What is asked
Carry on the commentary on EU-US relations from its last sentence, keeping its argument and tone.

Time for honest audit of EU-US relations
14.02.12 @ 18:18
BRUSSELS - With pressure coming from every direction, the EU and the US now, more than ever, need an honest discussion about their partnership. They should figure out how best to consolidate their strengths and plan a course of action.
The electoral year in the United States poses a challenge to Europeans, but it also offers an opportunity for them to reflect upon the state of the transatlantic partnership and present their vision of it.
The next presidency will not be about repairing America's image but about reaffirming US global leadership.
In this year's State of the Union address, Barack Obama argued that "the renewal of American leadership can be felt across the globe" and "anyone who tells you otherwise, anyone who tells you that America is in decline ... does not know what they are talking about."
His likely Republican opponent, Mitt Romney, wishes to restore American supremacy by insisting "on [a] military so powerful that no one would ever think of challenging it."
Who the Republican candidate will end up being is still up in the air as Mitt Romney and Newt Gingrich continue to battle it out. Both candidates have excellent foreign policy advisors, but the amount of Europe-bashing coming from both camps is already a concern.
Regardless of who will sit in the Oval Office for the next four years, three issues will take precedence on the transatlantic agenda.
First, amidst the budgetary cuts in the US, any future global police-type military operations will be carried out more selectively.
But when the US national interest is under threat, shrewd accounting goes out the window. In any confrontation between Israel and Iran, the US will be forced to prove its "iron clad commitment to Israel's security." Although Obama remains committed to the diplomatic path to stop Iran from getting its hands on nuclear weapon, he has not taken any options off the table.
His Republican competitors speak even more openly about military intervention, accusing Obama of failing to "show Iran that [the US] ha[s] the capacity to remove them militarily from their plans to have nuclear weapons." Any military confrontation in the region will have direct implications for Europe, including military involvement if Iran retaliates.
Second, concerns about the growing importance of China - and an increasing fear of China - in the US will need to be addressed.
In Romney's words, "China has made it clear that it intends to be a military and economic superpower" but it remains to be seen whether its rulers will "lead their people to a new era of freedom and prosperity or will they go down a darker path, intimidating their neighbours." Although 58 percent of Americans support a stronger relationship between the US and China, 20 percent say China is the biggest threat to the US - an 11 percent increase since November 2009.

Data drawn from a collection

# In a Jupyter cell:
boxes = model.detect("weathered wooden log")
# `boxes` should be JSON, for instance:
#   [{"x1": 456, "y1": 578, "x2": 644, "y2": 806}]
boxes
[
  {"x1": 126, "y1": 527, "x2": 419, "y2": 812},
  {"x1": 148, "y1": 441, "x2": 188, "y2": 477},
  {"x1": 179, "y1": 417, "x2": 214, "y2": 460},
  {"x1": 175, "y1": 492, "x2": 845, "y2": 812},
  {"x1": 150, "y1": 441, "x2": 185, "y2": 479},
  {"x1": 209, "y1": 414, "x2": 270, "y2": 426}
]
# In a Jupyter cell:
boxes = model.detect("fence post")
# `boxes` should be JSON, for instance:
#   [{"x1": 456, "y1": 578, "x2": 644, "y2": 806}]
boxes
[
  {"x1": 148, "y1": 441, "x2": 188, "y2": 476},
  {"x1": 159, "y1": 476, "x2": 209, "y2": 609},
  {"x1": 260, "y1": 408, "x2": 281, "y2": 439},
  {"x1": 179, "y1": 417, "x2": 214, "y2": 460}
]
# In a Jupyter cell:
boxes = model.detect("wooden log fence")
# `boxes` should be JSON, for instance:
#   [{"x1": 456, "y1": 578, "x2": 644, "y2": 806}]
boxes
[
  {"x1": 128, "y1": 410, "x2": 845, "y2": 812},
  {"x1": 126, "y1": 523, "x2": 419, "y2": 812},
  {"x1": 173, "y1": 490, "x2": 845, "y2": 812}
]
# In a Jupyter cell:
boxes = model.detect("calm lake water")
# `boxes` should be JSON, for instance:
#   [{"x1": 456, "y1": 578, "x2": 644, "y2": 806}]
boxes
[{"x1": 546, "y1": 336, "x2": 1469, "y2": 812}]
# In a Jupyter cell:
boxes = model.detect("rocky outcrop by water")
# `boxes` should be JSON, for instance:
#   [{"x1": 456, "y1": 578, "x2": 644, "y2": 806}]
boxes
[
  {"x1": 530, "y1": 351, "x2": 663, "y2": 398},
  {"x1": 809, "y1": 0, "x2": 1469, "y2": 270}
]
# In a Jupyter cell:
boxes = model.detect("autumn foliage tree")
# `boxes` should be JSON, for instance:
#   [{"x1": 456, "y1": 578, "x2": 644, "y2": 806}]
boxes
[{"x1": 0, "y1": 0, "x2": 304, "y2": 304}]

Result of the exercise
By strengthening the US military presence in the Asia-Pacific, which Obama and his secretary of state, Hillary Clinton, announced during their last visits to the region, the US is proving its commitment to remain a Pacific power.
To act as an economic bulwark to China's regional dominance, Obama proposed an ambitious Trans-Pacific Partnership and intends to create a Trade Enforcement Unit to investigate unfair trade practices. But these plans have caused uneasiness among Europeans who are afraid that similar moves will be interpreted as a direct challenge to China, in turn launching new competition in the region.
Even more worrying is the language of Republican contenders calling for a strong military capability in the Pacific and deepening cooperation with India and other regional allies.
Finally, normalising relations with Arab countries and the Muslims will remain a huge challenge.
Despite the many efforts of the Obama Administration, the US presence in Afghanistan and its clear position on the Israeli-Palestinian conflict still make Muslims sceptical of the US intentions.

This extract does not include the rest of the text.